State how many lines in the items below contain the string "backpack", treating uppercase and lowercase as distinct. Reply with the number only.

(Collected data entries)
## begin

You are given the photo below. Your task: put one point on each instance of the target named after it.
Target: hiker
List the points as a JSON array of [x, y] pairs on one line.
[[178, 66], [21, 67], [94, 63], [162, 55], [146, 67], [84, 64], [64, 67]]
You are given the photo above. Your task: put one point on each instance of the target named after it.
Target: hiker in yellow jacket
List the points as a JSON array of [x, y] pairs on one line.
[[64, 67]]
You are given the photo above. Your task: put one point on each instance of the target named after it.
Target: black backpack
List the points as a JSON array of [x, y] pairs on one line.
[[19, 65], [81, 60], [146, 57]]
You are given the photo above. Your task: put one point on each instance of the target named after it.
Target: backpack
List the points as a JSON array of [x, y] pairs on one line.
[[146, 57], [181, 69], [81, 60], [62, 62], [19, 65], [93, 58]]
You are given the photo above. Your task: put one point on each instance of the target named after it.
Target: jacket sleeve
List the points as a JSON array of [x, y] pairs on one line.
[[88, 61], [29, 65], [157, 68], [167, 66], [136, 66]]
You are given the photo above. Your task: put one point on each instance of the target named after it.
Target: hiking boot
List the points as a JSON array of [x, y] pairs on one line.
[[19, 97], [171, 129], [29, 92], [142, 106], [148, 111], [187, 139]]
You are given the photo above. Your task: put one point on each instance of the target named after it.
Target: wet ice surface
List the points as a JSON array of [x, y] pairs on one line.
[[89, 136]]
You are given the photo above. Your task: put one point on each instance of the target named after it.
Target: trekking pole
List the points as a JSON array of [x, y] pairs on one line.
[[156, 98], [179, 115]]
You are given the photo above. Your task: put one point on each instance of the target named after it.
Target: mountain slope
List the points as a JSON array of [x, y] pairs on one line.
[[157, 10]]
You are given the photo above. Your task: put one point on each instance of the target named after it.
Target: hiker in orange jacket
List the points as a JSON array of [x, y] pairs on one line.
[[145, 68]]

## end
## begin

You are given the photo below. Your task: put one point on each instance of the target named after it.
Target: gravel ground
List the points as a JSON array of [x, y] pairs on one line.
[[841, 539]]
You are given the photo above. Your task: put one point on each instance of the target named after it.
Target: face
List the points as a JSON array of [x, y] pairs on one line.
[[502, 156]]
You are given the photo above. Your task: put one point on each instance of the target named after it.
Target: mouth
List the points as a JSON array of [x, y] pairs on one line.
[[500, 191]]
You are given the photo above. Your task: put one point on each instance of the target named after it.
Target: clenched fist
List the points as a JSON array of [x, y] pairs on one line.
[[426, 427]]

## end

**Response to the exercise**
2